## TASK TO CARRY OUT
Write out every line of the material below word for word, leaving out the pictures.

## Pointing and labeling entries
________________________________________

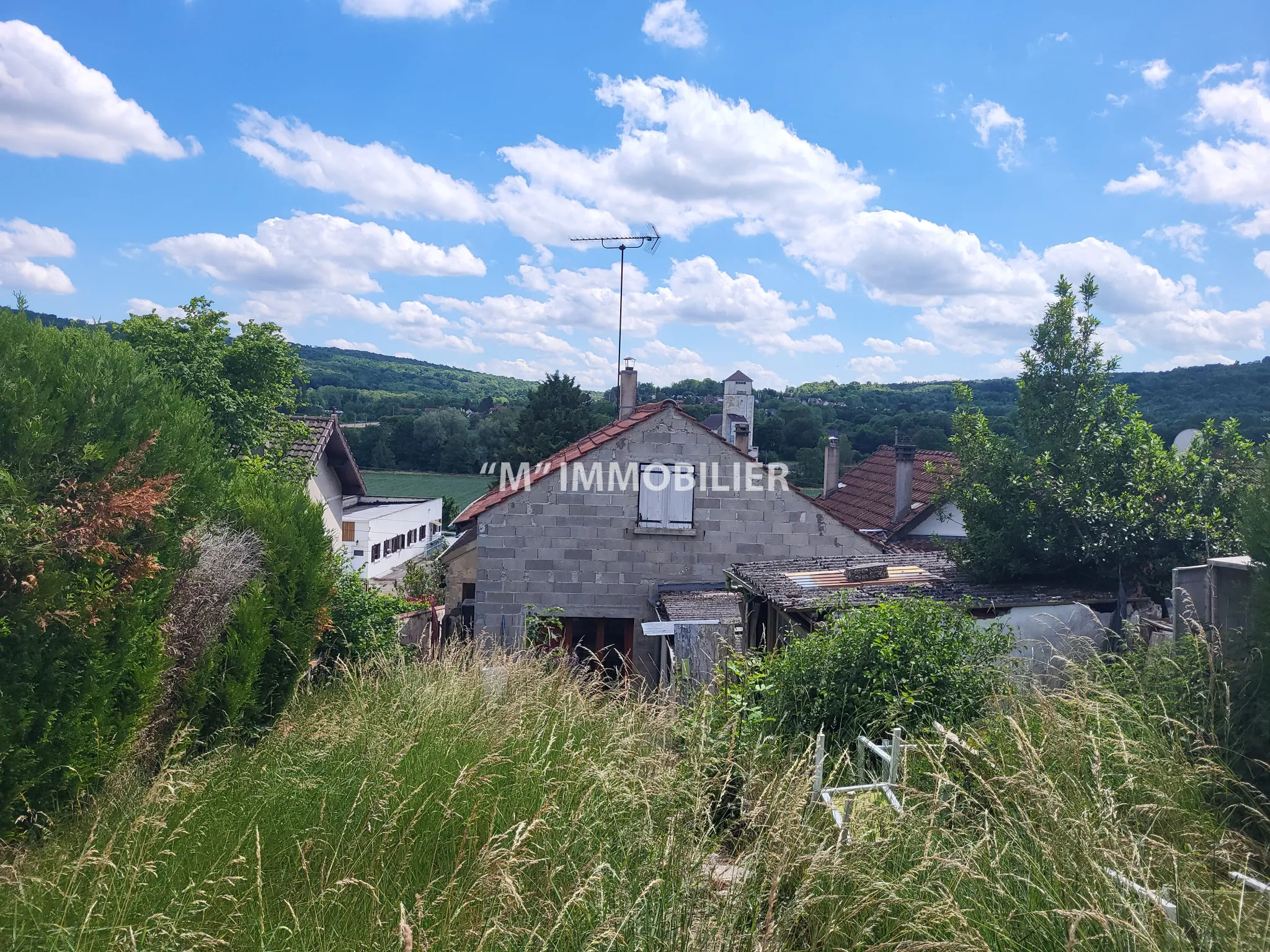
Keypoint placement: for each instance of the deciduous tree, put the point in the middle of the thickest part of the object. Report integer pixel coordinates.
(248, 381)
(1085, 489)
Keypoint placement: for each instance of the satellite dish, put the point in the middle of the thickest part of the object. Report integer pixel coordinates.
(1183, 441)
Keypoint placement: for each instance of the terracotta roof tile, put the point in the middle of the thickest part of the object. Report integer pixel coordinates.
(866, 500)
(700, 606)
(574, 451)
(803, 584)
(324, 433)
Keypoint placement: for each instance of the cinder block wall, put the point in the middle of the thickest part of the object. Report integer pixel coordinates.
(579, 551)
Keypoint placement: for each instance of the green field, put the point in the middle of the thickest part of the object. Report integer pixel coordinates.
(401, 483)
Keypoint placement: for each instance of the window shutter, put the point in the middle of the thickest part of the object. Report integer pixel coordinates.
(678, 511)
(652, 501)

________________________________________

## EXERCISE RESULT
Keypoint placement: for each instance of the deciduous tree, put the point in the middle of the thickest part of the object. Report integer pixel coordinates.
(248, 381)
(1085, 489)
Keypoint placement: for each instance of the satellite dish, put the point in the middle of the thickest part of the object. Report integer pixel coordinates.
(1183, 441)
Keypoint placement: for each instance of the terracotta roof tile, put the point in the middle of the thickest part of the object. Report integer pixel coordinates.
(866, 500)
(700, 606)
(574, 451)
(803, 584)
(324, 433)
Keypoint placement: for each instance of the cinder block wall, put the point in the middle of the thickest part of the object. Report integer pixel coordinates.
(579, 551)
Keypoint placement: for each instance of the green field, put the point in the middle of the thickest part of the object. Report integer pixel coordinates.
(401, 483)
Keypoint placement: for each instance of the window shutter, put the point in the middle of the thickest part of the object. Report integer pixel coordinates.
(678, 511)
(652, 501)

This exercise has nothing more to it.